**TASK INSTRUCTIONS:**
Reproduce the records below line for line, changing nothing in any of them.

Entries for pointing at named objects:
[BEGIN]

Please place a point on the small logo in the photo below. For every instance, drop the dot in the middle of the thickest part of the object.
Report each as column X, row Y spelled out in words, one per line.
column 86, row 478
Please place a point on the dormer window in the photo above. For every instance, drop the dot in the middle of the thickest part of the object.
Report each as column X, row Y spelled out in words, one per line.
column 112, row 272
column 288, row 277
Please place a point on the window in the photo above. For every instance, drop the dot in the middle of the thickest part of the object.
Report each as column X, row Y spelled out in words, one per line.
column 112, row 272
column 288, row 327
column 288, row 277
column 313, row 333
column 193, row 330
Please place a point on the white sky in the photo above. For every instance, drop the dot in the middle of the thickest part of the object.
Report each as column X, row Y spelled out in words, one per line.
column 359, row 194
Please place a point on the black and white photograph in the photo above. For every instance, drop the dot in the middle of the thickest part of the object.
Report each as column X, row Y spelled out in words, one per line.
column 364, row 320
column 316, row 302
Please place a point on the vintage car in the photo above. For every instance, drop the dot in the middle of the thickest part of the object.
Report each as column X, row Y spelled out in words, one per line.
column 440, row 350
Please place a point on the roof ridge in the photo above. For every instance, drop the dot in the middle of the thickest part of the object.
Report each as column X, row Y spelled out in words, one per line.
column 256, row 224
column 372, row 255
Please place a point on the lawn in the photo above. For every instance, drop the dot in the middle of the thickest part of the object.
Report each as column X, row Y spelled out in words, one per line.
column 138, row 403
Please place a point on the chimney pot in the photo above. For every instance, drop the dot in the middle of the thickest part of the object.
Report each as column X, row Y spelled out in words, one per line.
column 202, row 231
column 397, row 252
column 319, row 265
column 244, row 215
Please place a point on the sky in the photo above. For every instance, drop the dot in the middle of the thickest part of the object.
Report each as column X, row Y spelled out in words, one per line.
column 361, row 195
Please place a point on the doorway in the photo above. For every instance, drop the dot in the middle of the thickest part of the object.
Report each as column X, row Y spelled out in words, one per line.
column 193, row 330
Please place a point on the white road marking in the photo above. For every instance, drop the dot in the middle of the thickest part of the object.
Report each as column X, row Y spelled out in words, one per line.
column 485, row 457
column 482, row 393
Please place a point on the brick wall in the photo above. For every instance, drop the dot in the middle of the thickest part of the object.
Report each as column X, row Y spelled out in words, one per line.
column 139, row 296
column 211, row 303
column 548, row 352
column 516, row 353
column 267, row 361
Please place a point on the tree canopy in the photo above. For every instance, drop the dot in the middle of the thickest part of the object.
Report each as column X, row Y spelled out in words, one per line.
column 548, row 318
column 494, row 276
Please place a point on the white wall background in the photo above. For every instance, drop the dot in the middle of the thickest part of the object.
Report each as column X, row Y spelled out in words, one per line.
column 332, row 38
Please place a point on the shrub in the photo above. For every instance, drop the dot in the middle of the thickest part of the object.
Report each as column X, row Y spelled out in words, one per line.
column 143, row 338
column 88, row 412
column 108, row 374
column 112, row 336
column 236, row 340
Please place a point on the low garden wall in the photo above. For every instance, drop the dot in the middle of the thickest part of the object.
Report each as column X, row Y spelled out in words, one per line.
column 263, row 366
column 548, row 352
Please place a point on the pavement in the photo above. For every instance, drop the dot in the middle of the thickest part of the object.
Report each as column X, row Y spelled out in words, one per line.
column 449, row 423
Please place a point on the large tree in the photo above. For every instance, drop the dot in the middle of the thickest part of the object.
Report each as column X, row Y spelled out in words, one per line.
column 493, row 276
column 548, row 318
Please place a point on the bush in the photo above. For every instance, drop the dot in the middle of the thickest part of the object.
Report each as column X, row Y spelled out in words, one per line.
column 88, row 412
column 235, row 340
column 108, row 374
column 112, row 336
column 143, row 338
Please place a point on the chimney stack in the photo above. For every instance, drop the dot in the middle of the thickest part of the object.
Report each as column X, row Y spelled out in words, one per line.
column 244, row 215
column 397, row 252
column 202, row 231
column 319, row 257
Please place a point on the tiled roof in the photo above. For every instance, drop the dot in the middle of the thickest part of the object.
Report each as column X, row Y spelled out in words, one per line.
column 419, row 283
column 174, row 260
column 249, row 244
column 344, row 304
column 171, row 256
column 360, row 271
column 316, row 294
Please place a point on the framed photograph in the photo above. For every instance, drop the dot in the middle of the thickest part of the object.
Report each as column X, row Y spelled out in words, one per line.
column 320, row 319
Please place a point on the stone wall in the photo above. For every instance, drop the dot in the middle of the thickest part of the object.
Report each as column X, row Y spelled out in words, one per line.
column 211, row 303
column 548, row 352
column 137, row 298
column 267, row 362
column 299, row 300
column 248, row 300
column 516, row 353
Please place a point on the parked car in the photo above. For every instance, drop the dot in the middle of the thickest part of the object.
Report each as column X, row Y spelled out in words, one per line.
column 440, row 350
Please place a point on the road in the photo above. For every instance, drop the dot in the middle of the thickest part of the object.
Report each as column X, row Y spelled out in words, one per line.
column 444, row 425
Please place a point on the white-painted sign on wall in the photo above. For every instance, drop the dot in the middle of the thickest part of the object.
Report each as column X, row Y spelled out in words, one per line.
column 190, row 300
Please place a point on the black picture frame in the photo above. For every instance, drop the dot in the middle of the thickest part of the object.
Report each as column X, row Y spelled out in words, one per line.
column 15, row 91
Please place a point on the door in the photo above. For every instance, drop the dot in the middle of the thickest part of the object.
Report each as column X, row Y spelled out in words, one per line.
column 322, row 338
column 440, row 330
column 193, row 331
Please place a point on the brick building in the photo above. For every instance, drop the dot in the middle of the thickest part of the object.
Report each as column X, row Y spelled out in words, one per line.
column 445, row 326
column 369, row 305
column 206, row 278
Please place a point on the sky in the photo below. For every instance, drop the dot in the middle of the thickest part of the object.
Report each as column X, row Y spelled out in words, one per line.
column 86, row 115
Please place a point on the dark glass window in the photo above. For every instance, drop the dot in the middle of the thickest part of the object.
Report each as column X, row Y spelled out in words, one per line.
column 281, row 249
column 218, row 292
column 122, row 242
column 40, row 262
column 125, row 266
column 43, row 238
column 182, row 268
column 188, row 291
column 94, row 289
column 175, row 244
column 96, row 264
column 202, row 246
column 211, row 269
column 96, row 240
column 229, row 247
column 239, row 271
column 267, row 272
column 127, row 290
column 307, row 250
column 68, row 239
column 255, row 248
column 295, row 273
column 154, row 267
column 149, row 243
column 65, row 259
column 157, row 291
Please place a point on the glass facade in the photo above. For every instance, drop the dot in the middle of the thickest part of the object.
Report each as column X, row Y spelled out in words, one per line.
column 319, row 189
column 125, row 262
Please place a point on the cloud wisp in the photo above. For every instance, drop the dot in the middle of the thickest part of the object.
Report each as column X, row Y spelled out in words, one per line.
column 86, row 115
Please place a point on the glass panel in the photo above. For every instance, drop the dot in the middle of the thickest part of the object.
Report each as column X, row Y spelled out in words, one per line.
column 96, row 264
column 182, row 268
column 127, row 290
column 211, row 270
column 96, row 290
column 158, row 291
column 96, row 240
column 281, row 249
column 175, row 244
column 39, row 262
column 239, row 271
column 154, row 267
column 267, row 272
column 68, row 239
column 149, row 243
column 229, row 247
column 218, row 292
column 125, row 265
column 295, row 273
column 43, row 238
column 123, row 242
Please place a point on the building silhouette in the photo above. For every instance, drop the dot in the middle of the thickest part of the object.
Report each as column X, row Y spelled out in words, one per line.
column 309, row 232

[END]

**CORRECT RESULT:**
Please place a point on the small logo in the photo below. For every instance, drop the dot in the middle of the thickest part of the object.
Report each as column X, row Y spelled out in words, one per line.
column 86, row 478
Please place a point on the dormer window in the photo above. For every instance, drop the dot in the middle of the thickest part of the object.
Report each as column X, row Y spelled out in words, one per line.
column 112, row 272
column 288, row 277
Please place a point on the window in the photo above. For every instance, drop the dot in the middle of the thickest part of the object.
Report each as column X, row Y spelled out in words, one per line.
column 112, row 272
column 288, row 327
column 288, row 277
column 313, row 333
column 193, row 330
Please place a point on the white sky in the photo above. For every instance, drop the dot in the middle of the thickest part of the object.
Report each as column X, row Y spelled out in words, one per line.
column 359, row 194
Please place a point on the black and white photograph in the photo above. For every instance, drop the dot in the middle of the thickest part of the object.
Report each as column X, row Y spelled out in words, one per line.
column 364, row 320
column 316, row 302
Please place a point on the vintage car in the photo above. For every instance, drop the dot in the middle of the thickest part of the object.
Report each as column X, row Y spelled out in words, one per line.
column 440, row 350
Please place a point on the roof ridge in the photo above. For every instance, drop the dot in the middle of the thickest part of the object.
Report each as column X, row Y spelled out in words, one per line.
column 256, row 224
column 372, row 255
Please place a point on the lawn in the photo above. For every instance, drop the dot in the middle of the thickest part of the object.
Report each as column X, row Y spelled out in words, one per line.
column 138, row 403
Please place a point on the chimney pot in the photo above. For every instance, drop the dot in the middle of the thickest part of the object.
Report each as column X, row Y spelled out in words, one per line.
column 202, row 231
column 397, row 252
column 319, row 265
column 244, row 215
Please place a point on the sky in the photo above. For every instance, drop the dot in the middle of the thickest part of the object.
Report each as column X, row Y spelled out in words, one per line.
column 361, row 195
Please place a point on the doorway in the photo above. For every instance, drop the dot in the middle of the thickest part of the object.
Report each as column X, row Y spelled out in words, one per line.
column 193, row 330
Please place a point on the white road marking in the photo above. For every instance, drop the dot in the middle of the thickest part of the object.
Report each as column X, row Y spelled out in words, one per line.
column 485, row 457
column 482, row 393
Please place a point on the brick wall in the photo above. For every instance, drop the dot in the middle of the thickest part of the object.
Report each as column X, row Y spelled out in words, one per line.
column 139, row 296
column 211, row 303
column 548, row 352
column 516, row 353
column 267, row 361
Please place a point on the tree canopy in the photo above. For every instance, drop the dot in the middle of the thickest part of the object.
Report each as column X, row Y spelled out in words, one per line.
column 548, row 318
column 494, row 276
Please place a point on the white wall background in the photo above. For every instance, drop the dot in the middle of the thickest part of the object.
Report each as column X, row Y spelled out in words, one per line.
column 332, row 38
Please place a point on the shrub in the photo above. For every instance, drop the dot in the middle of the thickest part of the object.
Report each as column X, row Y spelled out in words, one per line.
column 143, row 338
column 88, row 412
column 108, row 374
column 112, row 336
column 236, row 340
Please place a point on the low garden wall in the photo above. For every instance, drop the dot in the middle of the thickest part of the object.
Report each as column X, row Y spelled out in words, one per line.
column 263, row 366
column 548, row 352
Please place a point on the pavement in the photo above. For every instance, drop the dot in the middle of the thickest part of the object.
Report each as column X, row Y spelled out in words, one per line.
column 449, row 423
Please place a point on the large tree in the photo above. For every instance, drop the dot in the middle of the thickest part of the object.
Report each as column X, row Y spelled out in words, one per line.
column 493, row 276
column 548, row 318
Please place a point on the bush in the photo above. For every instance, drop the dot in the middle of the thickest part of the object.
Report each as column X, row Y spelled out in words, one per line.
column 88, row 412
column 235, row 340
column 108, row 374
column 112, row 336
column 143, row 338
Please place a point on the chimney stack in the photo above. For every instance, drop the dot in the middle of the thickest part of the object.
Report each as column X, row Y spelled out in words, one per line.
column 244, row 215
column 397, row 252
column 202, row 231
column 319, row 257
Please place a point on the tiled roof in the photo above. For every instance, drop the dot in the middle of the thickest part of the object.
Report each as column X, row Y spelled out in words, one per line.
column 419, row 283
column 174, row 260
column 249, row 244
column 344, row 304
column 171, row 256
column 360, row 271
column 316, row 294
Please place a point on the framed photograph in the photo above. For every instance, drop the dot in the middle of the thickest part of the object.
Report each as column X, row Y spelled out in words, one per line.
column 320, row 319
Please place a point on the stone wall in the photo above. For every instance, drop the dot in the middle of the thickest part of the object.
Report each as column X, row Y spelled out in words, one per line.
column 211, row 303
column 548, row 352
column 137, row 298
column 267, row 362
column 299, row 300
column 248, row 300
column 516, row 353
Please place a point on the parked car in the photo above. For every instance, drop the dot in the middle of the thickest part of the object.
Report each as column X, row Y spelled out in words, one per line.
column 440, row 350
Please place a point on the road in the photo above. For every instance, drop the dot in the middle of the thickest part of the object.
Report each as column X, row Y spelled out in words, one per line.
column 444, row 425
Please place a point on the white-painted sign on wall in the photo above. For every instance, drop the dot in the middle of the thickest part of the object.
Report each as column X, row Y spelled out in words, one per line.
column 190, row 300
Please place a point on the black picture frame in the photo above. For every instance, drop the dot in the middle of the thickest part of the object.
Report each as column X, row Y spelled out in words, one per line.
column 15, row 91
Please place a point on the door in the photo above. For every instance, drop the dot in the middle of the thickest part of the object.
Report each as column X, row Y spelled out in words, one per line.
column 322, row 338
column 440, row 330
column 193, row 331
Please place a point on the brick building in the photo above. For every instance, drop the dot in the middle of the thickest part of the object.
Report each as column X, row Y spelled out in words, one per line.
column 445, row 326
column 369, row 305
column 206, row 278
Please place a point on the sky in the photo below. For every instance, drop the dot in the middle of the thickest part of the object.
Report each as column X, row Y spelled out in words, one per line.
column 86, row 115
Please place a point on the dark glass window in the photo above. For every instance, drop the dot in the middle of the thickest part of the object.
Report each as column X, row Y spelled out in words, one per line.
column 281, row 249
column 218, row 292
column 122, row 242
column 40, row 262
column 125, row 266
column 43, row 238
column 182, row 268
column 188, row 291
column 94, row 289
column 175, row 244
column 96, row 264
column 202, row 246
column 211, row 269
column 96, row 240
column 229, row 247
column 239, row 271
column 267, row 272
column 127, row 290
column 307, row 250
column 68, row 239
column 255, row 248
column 295, row 273
column 154, row 267
column 149, row 243
column 65, row 259
column 157, row 291
Please place a point on the glass facade in the photo above. For every instance, drop the dot in the middle of the thickest part of the object.
Report each as column X, row Y spelled out in words, one per line.
column 319, row 189
column 125, row 262
Please place a point on the cloud wisp in the photo above. For every instance, drop the dot in the middle of the thickest part of the object.
Report each as column X, row Y spelled out in words, one per line.
column 86, row 115
Please place a point on the glass panel in the photo above. For every instance, drop the dot in the middle of the thickest part of the object.
Report each as column X, row Y spelled out in words, one per line.
column 96, row 264
column 182, row 268
column 127, row 290
column 211, row 270
column 96, row 290
column 158, row 291
column 96, row 240
column 281, row 249
column 175, row 244
column 39, row 262
column 239, row 271
column 154, row 267
column 267, row 272
column 68, row 239
column 149, row 243
column 229, row 247
column 218, row 292
column 125, row 265
column 295, row 273
column 43, row 238
column 123, row 242
Please place a point on the building silhouette in the photo above. For every instance, drop the dot in the middle of the thickest part of the object.
Report each as column X, row Y spelled out in words, one per line.
column 309, row 232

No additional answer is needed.